However, they can SUGGEST that your child be evaluated for ADHD and that they've seen treatments for ADHD that include medication work.

That's my short answer.

My longer answer:

Teachers can be invaluable in helping identify if a child has ADHD. Let me clarify. EXPERIENCED teachers. Now, a school can perform an evaluation at your written request during which you would fill out a questionnaire answering very specific questions. The teachers would do the same. The child would be observed in the classroom and the school psychologist would perform some testing as well. Those responses to all of those written responses would then be evaluated and the result would "subject likely has _____" or would state something else if evaluated for something else. If the child is typical, the evaluation would indicate such.

The purpose of such an evaluation from the school would be to help target the child's strengths and weaknesses and help establish a behavior plan for the child either in an IEP or 504 plan.

In addition to the school performing an IEP, it would be an excellent idea to get an independent evaluation from one or more of the following specialists: Developmental-Behavioral Pediatrician; Pediatric Psychiatrist; Pediatric Neurologist. Any and all should indicate whether or not they specialize in behavioral disorders and neurological disorders that include ADHD, ADD, and others. They should all be competent in follow-up continuous care if it's needed. If there IS a diagnosis, it would be good to have it to bring to the school. If they feel your child DOES NOT have ADHD or ADD, then it would be good to have that in writing for the school as well.

6 moms found this helpful

This is your third question on this website...and all three have been about ADHD medication. I'm curious as to why you're so curious about this disorder.

Teachers can't diagnose anything. They're not doctors. They do, however, spend a lot of time with children and can tell the parents, from their experience, that they feel the child might have ADHD and should be taken in to be evaluated. Teachers also can't prescribe medications. They can make whatever suggestions they want though, or again, from their experience, tell the parents that the medication needs to be adjusted.

5 moms found this helpful

Teachers observe and suggest. They do not diagnose.
------------------------------------------------------------
*WHAT TO WORK ON*: Reproduce verbatim everything in the ADHD discussion from "Teachers can be" down to "would indicate such.". The rows have no connection to the ADHD discussion.

*ENTRIES PROVIDED*:
------------------------------------------------------------
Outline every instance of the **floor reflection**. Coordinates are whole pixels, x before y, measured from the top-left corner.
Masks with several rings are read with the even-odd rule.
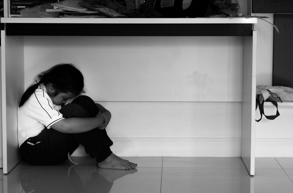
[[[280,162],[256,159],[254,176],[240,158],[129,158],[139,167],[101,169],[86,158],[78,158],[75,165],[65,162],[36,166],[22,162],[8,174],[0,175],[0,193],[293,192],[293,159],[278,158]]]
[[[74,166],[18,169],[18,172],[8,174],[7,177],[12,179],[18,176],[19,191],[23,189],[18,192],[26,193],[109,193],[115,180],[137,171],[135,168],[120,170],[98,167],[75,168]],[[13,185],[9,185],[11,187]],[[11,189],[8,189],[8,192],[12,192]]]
------------------------------------------------------------
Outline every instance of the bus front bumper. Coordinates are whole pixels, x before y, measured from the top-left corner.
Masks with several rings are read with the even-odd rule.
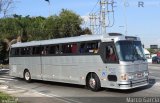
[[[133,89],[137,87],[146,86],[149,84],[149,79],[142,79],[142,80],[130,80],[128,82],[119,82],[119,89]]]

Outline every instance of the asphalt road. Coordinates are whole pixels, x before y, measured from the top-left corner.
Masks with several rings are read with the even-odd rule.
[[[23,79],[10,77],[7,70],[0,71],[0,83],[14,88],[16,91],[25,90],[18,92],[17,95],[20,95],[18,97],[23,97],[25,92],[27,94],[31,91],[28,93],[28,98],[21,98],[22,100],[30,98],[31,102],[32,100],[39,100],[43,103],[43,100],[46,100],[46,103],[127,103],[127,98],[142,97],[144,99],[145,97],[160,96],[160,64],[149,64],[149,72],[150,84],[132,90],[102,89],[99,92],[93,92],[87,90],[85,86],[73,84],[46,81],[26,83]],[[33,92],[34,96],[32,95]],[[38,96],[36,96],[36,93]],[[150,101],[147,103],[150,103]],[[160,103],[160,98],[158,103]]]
------------------------------------------------------------
*EXPECTED ANSWER*:
Teachers can be invaluable in helping identify if a child has ADHD. Let me clarify. EXPERIENCED teachers. Now, a school can perform an evaluation at your written request during which you would fill out a questionnaire answering very specific questions. The teachers would do the same. The child would be observed in the classroom and the school psychologist would perform some testing as well. Those responses to all of those written responses would then be evaluated and the result would "subject likely has _____" or would state something else if evaluated for something else. If the child is typical, the evaluation would indicate such.